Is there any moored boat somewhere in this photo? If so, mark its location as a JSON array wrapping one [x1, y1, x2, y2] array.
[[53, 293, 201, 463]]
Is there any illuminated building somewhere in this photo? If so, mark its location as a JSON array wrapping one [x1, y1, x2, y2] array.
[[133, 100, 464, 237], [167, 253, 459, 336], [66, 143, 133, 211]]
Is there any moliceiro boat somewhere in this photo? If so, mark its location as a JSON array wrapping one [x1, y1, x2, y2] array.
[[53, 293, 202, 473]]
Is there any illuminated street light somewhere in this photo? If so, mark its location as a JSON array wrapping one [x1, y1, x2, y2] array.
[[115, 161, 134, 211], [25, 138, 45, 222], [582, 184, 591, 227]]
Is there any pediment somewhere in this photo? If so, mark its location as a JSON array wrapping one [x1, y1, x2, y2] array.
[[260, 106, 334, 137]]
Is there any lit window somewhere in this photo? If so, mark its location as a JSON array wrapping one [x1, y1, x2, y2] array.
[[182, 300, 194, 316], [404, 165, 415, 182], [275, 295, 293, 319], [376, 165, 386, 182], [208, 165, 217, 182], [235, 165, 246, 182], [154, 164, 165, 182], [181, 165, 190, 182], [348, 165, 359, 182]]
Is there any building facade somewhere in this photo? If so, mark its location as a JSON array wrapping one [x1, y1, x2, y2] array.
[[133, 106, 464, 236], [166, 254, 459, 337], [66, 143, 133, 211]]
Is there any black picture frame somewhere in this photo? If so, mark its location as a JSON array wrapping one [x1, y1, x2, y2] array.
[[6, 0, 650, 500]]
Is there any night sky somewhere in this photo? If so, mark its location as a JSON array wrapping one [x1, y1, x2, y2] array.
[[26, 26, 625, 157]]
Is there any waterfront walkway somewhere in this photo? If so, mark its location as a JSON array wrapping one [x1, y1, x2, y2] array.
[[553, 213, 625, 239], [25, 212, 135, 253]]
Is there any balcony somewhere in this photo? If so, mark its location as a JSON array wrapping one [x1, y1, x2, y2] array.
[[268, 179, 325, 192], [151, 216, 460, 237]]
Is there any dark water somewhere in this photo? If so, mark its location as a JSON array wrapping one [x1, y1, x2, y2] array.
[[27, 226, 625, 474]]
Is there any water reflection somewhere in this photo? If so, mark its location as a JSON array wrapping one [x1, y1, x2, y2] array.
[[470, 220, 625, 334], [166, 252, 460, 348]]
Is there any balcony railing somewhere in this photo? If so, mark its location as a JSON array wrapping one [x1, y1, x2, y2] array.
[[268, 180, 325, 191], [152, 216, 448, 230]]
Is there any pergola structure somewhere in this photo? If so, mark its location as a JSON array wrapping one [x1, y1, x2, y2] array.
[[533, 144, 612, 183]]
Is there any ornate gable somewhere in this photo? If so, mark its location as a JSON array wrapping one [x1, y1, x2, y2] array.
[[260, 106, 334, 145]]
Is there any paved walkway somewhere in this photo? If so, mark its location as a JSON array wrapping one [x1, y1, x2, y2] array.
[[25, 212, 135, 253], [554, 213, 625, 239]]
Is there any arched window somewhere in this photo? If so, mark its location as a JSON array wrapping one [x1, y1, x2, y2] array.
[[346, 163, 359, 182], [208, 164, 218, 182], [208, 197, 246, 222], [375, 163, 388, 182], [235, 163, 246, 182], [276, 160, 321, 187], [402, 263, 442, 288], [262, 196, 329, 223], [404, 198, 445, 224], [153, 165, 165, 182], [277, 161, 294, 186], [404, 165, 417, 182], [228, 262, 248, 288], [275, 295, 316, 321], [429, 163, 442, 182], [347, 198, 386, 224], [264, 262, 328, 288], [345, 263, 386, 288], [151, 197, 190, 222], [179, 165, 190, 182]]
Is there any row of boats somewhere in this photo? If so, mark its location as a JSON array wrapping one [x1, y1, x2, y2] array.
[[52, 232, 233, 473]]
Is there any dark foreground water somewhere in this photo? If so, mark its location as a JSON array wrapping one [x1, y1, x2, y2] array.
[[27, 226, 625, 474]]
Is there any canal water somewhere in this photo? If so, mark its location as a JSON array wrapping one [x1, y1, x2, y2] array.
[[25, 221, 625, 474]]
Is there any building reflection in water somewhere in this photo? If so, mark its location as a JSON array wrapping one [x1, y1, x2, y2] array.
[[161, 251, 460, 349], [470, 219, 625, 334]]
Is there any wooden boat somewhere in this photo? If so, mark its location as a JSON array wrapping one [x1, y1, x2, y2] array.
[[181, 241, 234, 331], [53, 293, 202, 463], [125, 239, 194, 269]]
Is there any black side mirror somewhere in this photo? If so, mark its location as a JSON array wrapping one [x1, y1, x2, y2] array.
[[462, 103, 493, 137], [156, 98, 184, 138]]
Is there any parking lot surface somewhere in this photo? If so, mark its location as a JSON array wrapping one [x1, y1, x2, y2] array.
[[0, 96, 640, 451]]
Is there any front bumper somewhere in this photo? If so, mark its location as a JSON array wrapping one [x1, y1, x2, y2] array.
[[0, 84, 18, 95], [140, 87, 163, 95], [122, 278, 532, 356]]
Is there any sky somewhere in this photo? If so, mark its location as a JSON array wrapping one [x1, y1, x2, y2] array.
******************************
• **PROBLEM TO SOLVE**: Output every item above again, copying each line exactly as it appears.

• **SOLUTION**:
Is there any moored boat somewhere in this photo? If so, mark its location as a JSON array wrapping one [x1, y1, x2, y2] array.
[[53, 293, 201, 463]]
Is there any illuminated building somewhere in this photo? If so, mark its location as a JSON array wrapping one [x1, y1, x2, y2] array.
[[133, 100, 464, 237], [167, 253, 459, 336], [66, 143, 133, 211]]
Is there any moliceiro boat somewhere in this photo? If so, mark its location as a JSON array wrapping one [x1, y1, x2, y2] array.
[[53, 293, 202, 473]]
Is there any illuminated street light somewhere in this photo? If so, mark its location as a JSON array wrapping one [x1, y1, x2, y2] array.
[[115, 161, 134, 211], [25, 138, 45, 222], [582, 184, 591, 227]]
Is there any pediment somewhere in this photo? If so, mark its location as a JSON array wrapping one [x1, y1, x2, y2] array.
[[260, 106, 334, 137]]
Is there any lit window somewhere in this photo? If so, mark its location as a JSON array wrapping one [x1, y1, x2, y2] array.
[[182, 300, 194, 316], [404, 165, 415, 182], [275, 295, 293, 319], [376, 165, 386, 182], [208, 165, 217, 182], [235, 165, 246, 182], [154, 164, 165, 182], [181, 165, 190, 182], [348, 165, 359, 182]]
Is there any building facade somewhere in this photo? If so, mark its location as a JSON array wrapping one [x1, y1, x2, y2] array.
[[133, 106, 464, 236], [166, 254, 459, 337], [66, 143, 133, 211]]
Is there any black picture frame somewhere in this photo? If so, mark its location as a JSON array wrapping one [x1, y1, x2, y2] array.
[[6, 0, 650, 500]]
Is there any night sky somewhere in this photo? If so, mark its location as a JSON array wrapping one [x1, y1, x2, y2] array.
[[26, 26, 625, 157]]
Is there any waterfront walkway somewhere in this photo? If so, mark its location as a JSON array wrapping one [x1, y1, x2, y2] array.
[[553, 213, 625, 239], [25, 212, 135, 253]]
Is there any balcony somewhere in this photo? If so, mark its location as a JSON array wrapping one [x1, y1, x2, y2] array.
[[268, 179, 325, 192], [151, 216, 460, 237]]
Is there any dark water somewhere in this photo? If so, mark its location as a JSON array wrapping one [x1, y1, x2, y2] array.
[[27, 226, 625, 474]]
Is there any water reflection somewhere in this photo? If so, mark its location as a JSON array wrapping one [x1, y1, x2, y2] array.
[[470, 220, 625, 334], [166, 252, 460, 348]]
Is there any balcony railing somewhere in this photo? If so, mark its location as a JSON array wrapping one [x1, y1, x2, y2] array.
[[268, 180, 325, 191], [152, 216, 448, 230]]
Is there any pergola structure somewhere in this photo? If so, mark its location as a JSON array wrapping one [x1, y1, x2, y2] array.
[[533, 144, 612, 183]]
Is there any ornate gable somewhere in this photo? If so, mark its location as a JSON array wrapping one [x1, y1, x2, y2] array.
[[260, 106, 334, 145]]
Is there any paved walkway somewhere in this photo? If so, mark its location as a JSON array wrapping one [x1, y1, x2, y2] array.
[[25, 212, 135, 253], [554, 213, 625, 239]]
Is there any arched window somewhere in this photo? If so, mark its location as a JSON array wrapping one [x1, y1, x2, y2] array.
[[346, 163, 359, 182], [208, 164, 218, 182], [208, 197, 246, 222], [375, 163, 388, 182], [235, 163, 246, 182], [276, 160, 321, 187], [402, 263, 442, 288], [262, 196, 329, 223], [404, 198, 445, 224], [153, 165, 165, 182], [277, 161, 294, 186], [404, 165, 417, 182], [228, 262, 248, 288], [275, 295, 316, 321], [429, 163, 442, 182], [347, 198, 386, 224], [264, 262, 328, 288], [345, 263, 386, 288], [151, 197, 190, 222], [179, 165, 190, 182]]
Is there any row of boats somewhere in this photo? If so, mark its location as a JSON array wrapping one [x1, y1, x2, y2] array.
[[52, 232, 233, 473]]
Is there any dark foreground water somewhere in this photo? If so, mark its location as a JSON array wrapping one [x1, y1, x2, y2] array.
[[27, 226, 625, 474]]
Is there any canal water somewhere in this photo? If so, mark its location as a JSON array wrapping one [x1, y1, x2, y2] array.
[[25, 221, 625, 474]]
Is there any building reflection in water somewhere in this photo? If so, mark its location as a JSON array wrapping one [x1, y1, x2, y2] array.
[[161, 251, 460, 349], [470, 219, 625, 334]]
Is there any wooden boat somewhere in this photo? If so, mark its location as a JSON array wrapping one [x1, y1, x2, y2] array.
[[181, 241, 234, 331], [53, 293, 202, 463], [125, 239, 194, 269]]
Is there any black side mirror somewhere in this photo? If so, mark its location as a JSON array wrapping one [x1, y1, x2, y2] array.
[[462, 103, 493, 137], [156, 98, 184, 138]]
Is there any parking lot surface somewhere in this photo? If so, mark its location as a JSON array wrapping one [x1, y1, x2, y2] array.
[[0, 96, 640, 451]]
Is there any front bumper somewhere in this photo? If so, mark its location as a JSON array wrapping one [x1, y1, x2, y2] array.
[[0, 84, 18, 95], [140, 87, 163, 95], [122, 278, 532, 356]]
Is there any sky somewhere in this photo? If so, mark its location as a JSON array wrapping one [x1, y1, x2, y2] array.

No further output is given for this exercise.